-------- Texto del documento
Aunque es cierto que los calendarios y los relojes sólo son unos instrumentos convencionales que, apoyados en los movimientos cíclicos de nuestro planeta, nos marcan los pasos en los que dividimos el correr continuo de la biografía humana, pienso que podríamos aprovechar estos cambios de fechas para reflexionar sobre nuestra personal manera de afrontar nuestro peculiar fluir vital y, de una manera más concreta, para examinar la forma con la que vamos alargando y alimentado nuestra existencia humana.

Estoy convencido de que sería útil que, de vez en cuando, invirtiéramos algún tiempo en preparar la vejez, esa etapa de la vida que, por lo visto, cada vez es más larga y que, incluso, puede ser la más grata y la más fecunda.


El arte de envejecer tiene mucho que ver con la habilidad de crecer y, por lo tanto, con la destreza de cambiar. Esta afirmación teórica tan obvia a primera vista suele ser, sin embargo, escasamente tenida en cuenta en nuestra práctica cotidiana. Con frecuencia repetimos como un elogio que conservarse bien es mantener la juventud y, a veces, la niñez, de una manera indefinida: «Por ti no pasan los años» o «estás igual que cuando estudiábamos en la Facultad» son unas frases que repetimos con tonos y con intenciones elogiosos.

Nosotros pensamos que sabe envejecer quien, en vez de permanecer inmóvil en la endeblez y en la inconsciencia de la infancia, en las ilusiones y en el empuje de la juventud, y en la estabilidad y en la firmeza de la madurez, sigue caminando, aunque tenga que alterar el ritmo y la dirección de sus pasos.

De la misma manera que nos resultan cómicas las imágenes de los ancianos ataviados con los vestidos que El Corte Inglés propone para la vuelta al cole de los niños de diez años, también nos provoca cierta risa benévola aquellos que emplean palabras impropias de su edad o los que adoptan actitudes juveniles cuando ya han atravesado el ecuador de sus vidas.
----------------
* Tareas por realizar *
1. En el texto sobre el arte de envejecer, ¿con qué dice el autor que tiene mucho que ver ese arte?
2. Por favor, retoma el texto sobre el arte de envejecer y continúalo a partir de su última oración.
-------- Datos proporcionados
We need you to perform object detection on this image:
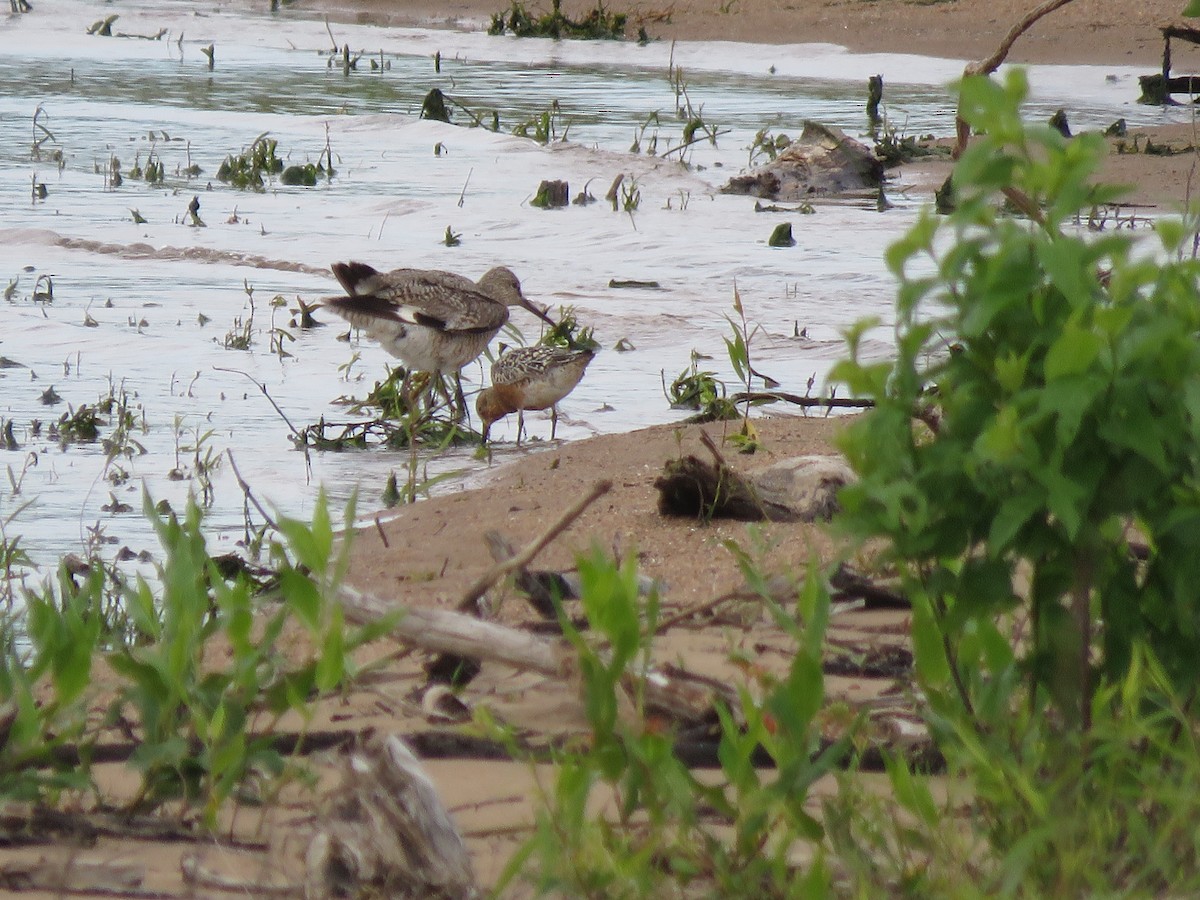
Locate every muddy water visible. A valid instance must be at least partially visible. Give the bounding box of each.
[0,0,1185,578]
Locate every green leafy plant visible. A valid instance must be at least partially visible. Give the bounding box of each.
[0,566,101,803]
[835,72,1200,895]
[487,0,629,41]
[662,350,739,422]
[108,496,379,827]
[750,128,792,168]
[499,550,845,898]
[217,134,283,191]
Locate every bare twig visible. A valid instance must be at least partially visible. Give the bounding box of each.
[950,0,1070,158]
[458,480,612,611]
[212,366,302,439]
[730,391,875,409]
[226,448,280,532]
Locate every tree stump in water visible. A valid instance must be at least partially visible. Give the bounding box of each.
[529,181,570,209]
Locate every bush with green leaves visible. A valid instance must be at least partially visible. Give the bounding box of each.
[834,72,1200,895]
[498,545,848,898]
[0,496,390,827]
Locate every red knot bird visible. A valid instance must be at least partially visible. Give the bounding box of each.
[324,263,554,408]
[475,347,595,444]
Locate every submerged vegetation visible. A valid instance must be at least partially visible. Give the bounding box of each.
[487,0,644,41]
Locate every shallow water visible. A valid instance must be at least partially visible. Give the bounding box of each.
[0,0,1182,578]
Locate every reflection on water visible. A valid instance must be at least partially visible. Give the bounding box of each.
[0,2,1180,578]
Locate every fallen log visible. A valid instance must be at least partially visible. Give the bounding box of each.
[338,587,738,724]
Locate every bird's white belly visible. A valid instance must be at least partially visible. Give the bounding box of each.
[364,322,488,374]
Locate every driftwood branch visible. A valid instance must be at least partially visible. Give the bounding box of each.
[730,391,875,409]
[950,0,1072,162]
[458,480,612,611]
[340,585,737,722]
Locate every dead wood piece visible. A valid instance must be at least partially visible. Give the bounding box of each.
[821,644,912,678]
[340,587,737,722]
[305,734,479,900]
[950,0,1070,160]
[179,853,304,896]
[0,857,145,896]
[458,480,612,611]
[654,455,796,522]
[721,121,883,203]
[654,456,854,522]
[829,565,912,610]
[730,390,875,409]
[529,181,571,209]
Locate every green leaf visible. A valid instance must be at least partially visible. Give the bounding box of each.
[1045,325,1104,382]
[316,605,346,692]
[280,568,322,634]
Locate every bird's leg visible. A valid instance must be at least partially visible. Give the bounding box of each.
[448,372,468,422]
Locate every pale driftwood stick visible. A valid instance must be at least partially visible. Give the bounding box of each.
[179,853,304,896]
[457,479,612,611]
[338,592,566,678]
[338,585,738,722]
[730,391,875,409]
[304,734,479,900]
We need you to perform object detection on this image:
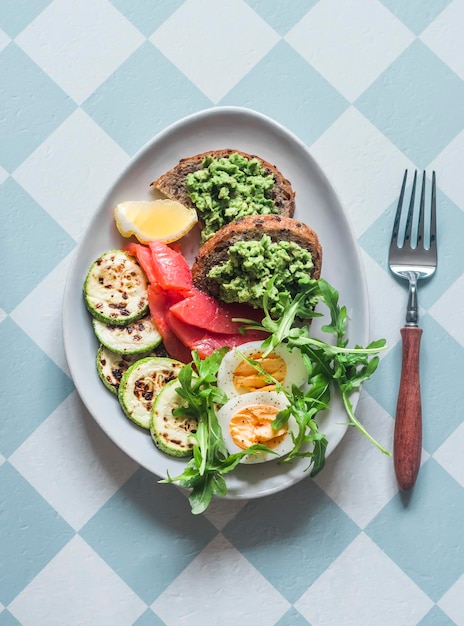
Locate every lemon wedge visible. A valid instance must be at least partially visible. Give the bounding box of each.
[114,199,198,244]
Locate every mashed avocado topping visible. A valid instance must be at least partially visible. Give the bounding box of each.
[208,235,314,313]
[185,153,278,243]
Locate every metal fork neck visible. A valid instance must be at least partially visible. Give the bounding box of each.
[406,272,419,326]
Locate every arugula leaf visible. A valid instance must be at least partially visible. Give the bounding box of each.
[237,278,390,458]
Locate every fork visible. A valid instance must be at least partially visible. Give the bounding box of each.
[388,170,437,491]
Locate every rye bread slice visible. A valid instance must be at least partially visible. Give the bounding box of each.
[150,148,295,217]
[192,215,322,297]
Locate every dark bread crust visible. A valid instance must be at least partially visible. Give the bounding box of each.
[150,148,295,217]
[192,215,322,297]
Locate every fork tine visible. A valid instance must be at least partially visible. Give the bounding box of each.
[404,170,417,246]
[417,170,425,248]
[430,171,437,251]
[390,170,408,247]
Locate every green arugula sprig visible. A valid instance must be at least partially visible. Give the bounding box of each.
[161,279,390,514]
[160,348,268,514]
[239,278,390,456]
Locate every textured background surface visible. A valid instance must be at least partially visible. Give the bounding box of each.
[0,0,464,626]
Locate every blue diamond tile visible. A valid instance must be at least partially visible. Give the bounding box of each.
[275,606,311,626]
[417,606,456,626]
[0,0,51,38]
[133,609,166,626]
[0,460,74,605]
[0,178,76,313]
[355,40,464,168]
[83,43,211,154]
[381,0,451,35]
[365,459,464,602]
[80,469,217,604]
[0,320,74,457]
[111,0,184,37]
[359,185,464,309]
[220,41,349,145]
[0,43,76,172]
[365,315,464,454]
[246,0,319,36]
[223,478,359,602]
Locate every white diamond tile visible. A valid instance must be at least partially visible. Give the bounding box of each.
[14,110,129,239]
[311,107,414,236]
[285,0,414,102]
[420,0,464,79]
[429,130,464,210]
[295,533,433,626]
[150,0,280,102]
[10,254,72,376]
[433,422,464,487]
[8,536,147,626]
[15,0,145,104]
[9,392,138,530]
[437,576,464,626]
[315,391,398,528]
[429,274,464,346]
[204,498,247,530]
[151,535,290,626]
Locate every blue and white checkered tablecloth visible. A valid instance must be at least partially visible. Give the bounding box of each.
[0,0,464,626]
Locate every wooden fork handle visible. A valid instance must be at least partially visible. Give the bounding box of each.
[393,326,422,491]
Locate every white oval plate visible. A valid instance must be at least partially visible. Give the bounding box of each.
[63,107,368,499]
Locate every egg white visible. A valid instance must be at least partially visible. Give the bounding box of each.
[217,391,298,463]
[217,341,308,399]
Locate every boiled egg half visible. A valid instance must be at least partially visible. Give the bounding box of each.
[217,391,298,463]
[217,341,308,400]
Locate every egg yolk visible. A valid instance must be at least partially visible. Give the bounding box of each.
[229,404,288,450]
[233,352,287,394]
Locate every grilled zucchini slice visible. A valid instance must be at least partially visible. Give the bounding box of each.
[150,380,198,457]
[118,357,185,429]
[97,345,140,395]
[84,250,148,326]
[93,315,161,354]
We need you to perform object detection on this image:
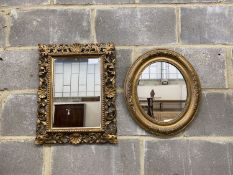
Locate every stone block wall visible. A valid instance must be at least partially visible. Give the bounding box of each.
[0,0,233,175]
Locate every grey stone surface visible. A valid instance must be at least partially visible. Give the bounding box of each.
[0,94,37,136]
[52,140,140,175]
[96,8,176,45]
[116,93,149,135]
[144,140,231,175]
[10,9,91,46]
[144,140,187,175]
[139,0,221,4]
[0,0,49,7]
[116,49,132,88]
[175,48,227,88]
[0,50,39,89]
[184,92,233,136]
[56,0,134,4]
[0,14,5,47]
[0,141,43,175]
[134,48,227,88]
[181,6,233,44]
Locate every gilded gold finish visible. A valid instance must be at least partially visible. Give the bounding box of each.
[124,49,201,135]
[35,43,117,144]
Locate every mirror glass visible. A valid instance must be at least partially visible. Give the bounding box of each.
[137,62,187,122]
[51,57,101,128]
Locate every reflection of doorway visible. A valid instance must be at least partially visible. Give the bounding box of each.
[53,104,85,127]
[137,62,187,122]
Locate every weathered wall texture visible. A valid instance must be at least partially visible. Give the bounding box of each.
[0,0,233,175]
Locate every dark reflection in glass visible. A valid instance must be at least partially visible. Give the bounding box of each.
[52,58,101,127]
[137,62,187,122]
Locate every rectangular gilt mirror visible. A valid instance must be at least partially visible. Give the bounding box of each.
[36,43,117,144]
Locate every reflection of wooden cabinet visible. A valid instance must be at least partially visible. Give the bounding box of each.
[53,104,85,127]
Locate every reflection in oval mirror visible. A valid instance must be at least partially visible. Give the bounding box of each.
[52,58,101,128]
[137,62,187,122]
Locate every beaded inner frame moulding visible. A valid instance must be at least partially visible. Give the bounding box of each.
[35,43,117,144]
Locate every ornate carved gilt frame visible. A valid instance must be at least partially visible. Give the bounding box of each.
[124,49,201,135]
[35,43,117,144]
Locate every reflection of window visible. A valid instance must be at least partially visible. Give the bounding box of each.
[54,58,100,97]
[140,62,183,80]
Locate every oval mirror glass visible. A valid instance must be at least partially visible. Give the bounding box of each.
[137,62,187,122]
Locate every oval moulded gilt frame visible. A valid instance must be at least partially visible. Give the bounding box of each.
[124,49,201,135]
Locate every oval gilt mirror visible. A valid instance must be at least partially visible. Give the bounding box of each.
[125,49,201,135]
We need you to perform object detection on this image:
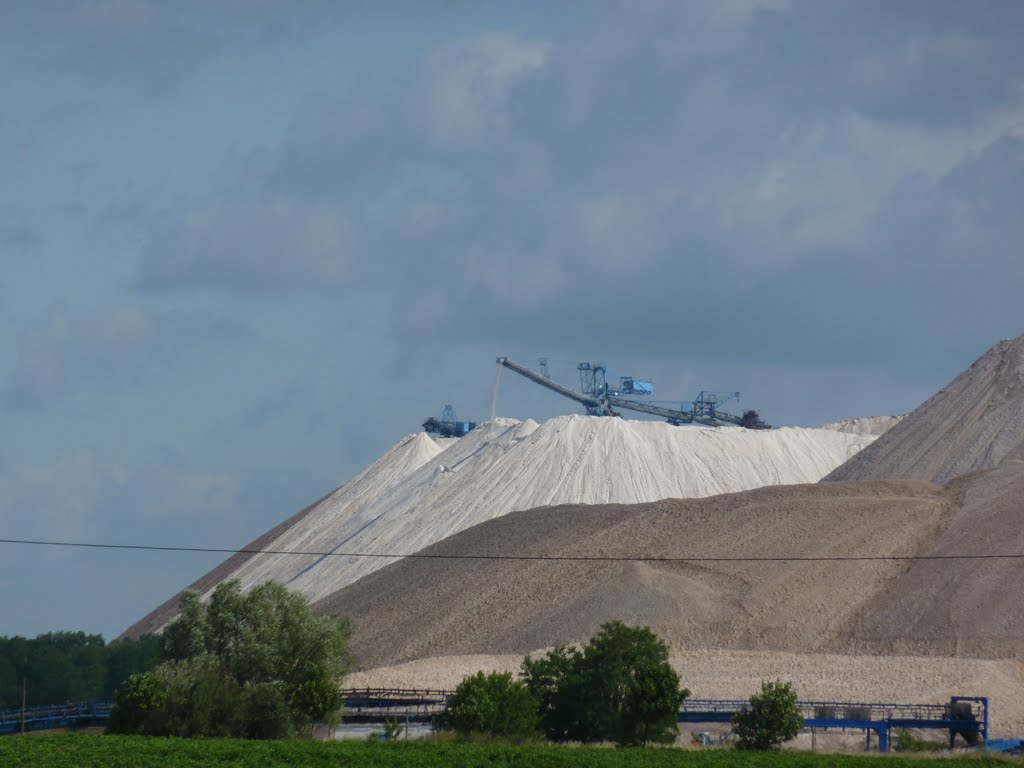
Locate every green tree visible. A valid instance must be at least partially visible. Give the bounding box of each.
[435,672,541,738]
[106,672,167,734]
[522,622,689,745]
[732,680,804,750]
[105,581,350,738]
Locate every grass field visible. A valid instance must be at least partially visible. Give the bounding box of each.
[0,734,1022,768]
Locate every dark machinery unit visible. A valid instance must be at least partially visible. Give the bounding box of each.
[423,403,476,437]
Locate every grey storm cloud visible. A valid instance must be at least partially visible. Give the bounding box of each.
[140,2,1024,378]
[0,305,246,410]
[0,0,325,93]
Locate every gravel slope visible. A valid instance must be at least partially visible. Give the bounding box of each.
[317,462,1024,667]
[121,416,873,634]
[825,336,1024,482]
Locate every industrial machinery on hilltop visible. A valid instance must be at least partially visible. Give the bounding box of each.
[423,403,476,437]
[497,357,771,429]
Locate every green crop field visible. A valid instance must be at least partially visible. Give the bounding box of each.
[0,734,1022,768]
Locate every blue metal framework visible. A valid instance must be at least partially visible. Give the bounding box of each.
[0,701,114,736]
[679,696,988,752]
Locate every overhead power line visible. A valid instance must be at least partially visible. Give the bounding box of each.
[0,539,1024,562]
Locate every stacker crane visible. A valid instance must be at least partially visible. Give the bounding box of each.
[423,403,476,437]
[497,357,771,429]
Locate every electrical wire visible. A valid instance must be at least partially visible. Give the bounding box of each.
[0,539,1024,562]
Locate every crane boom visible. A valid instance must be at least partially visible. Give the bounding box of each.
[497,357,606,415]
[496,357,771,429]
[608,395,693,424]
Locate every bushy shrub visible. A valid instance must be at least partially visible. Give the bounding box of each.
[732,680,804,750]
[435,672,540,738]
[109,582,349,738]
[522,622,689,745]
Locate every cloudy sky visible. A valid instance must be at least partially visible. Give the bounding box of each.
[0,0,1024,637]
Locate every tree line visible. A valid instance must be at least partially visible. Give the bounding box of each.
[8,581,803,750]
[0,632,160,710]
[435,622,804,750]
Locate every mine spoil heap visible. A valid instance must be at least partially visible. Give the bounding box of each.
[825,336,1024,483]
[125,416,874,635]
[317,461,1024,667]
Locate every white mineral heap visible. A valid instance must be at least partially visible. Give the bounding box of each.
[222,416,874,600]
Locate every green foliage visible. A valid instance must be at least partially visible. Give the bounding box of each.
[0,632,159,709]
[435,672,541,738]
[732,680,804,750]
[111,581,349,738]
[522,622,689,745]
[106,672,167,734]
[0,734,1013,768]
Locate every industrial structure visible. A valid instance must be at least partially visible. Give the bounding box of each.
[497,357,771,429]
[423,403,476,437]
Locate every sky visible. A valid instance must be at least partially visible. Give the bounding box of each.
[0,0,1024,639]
----------------
* Respuestas del ejercicio *
1. Con la habilidad de crecer y, por lo tanto, con la destreza de cambiar.

2.
Pero hemos de reconocer que resulta aún más divertido y, al mismo tiempo, más triste, observar a quienes, presumiendo de que no siguen los dictados de las cambiantes modas, se aferran a los modos de sus ya lejanas adolescencias. Son unos comportamientos contraproducentes porque, en realidad, lo que consiguen es autoparodiarse. Convencidos de que «todo tiempo pasado fue mejor» han parado el reloj sin advertir que el tiempo seguía discurriendo de manera inexorable.

En mi opinión, esta actitud inmovilista puede ser un síntoma elocuente, más que de vejez, de un deterioro patológico mental y, quizás, el anuncio de una muerte social más o menos próxima. Pero lo peor es cuando ese parón se produce en una edad en la que biológicamente somos aún jóvenes.

Desconectar del espacio circundante o alejarse del tiempo actual es renunciar a vivir la propia vida.

La marcha imparable de la edad, el cercano aliento de la enfermedad o la proximidad siempre inmediata de la muerte nos debería inducir, a mi juicio, a deleitarnos con una simple bocanada de aire puro, con la lectura reposada de un libro interesante, con la escucha relajada de una melodía o con una distendida conversación.

El paso imparable del tiempo nos enseña a leer la vida con nuevos ojos y a comprobar cómo, simplemente, respirar con libertad puede ser el logro de un ansia suprema y el disfrute de un placer intenso.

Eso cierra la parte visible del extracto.